>>>>>

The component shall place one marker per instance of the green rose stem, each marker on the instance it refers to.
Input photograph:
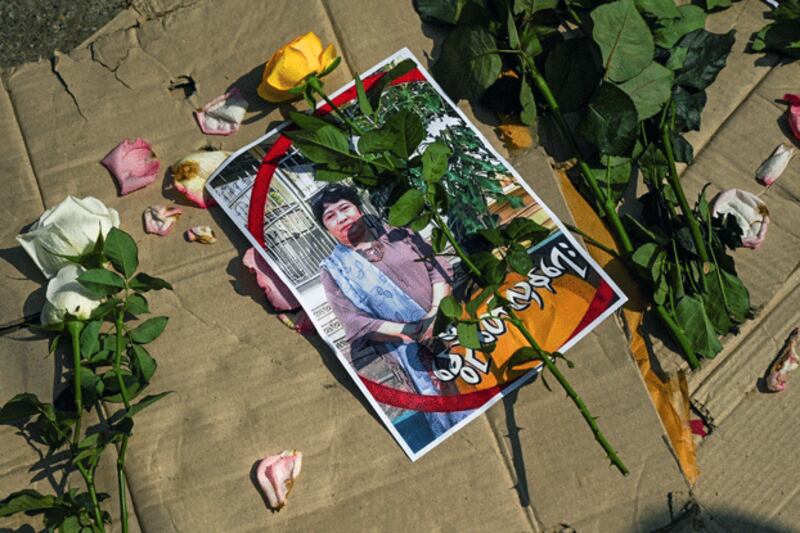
(544, 356)
(121, 478)
(675, 184)
(316, 86)
(609, 210)
(74, 327)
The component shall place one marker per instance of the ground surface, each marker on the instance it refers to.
(33, 29)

<<<<<

■ Short problem: Lay out all the rows above as a two-column CSV with the header instruction,points. Give one line for each row, with its text and its answer each in a single quoted field, line breaks turned into spaces, and pictures left out.

■ Full solution:
instruction,points
"The component shall place one marker per instance of the green rose stem, each marker on the instance it refers to. Input photograph:","(544, 356) (121, 478) (675, 184) (316, 86) (609, 210) (74, 327)"
"The component shall place one marker per instance of the ground surface, each marker on the instance it refers to.","(33, 29)"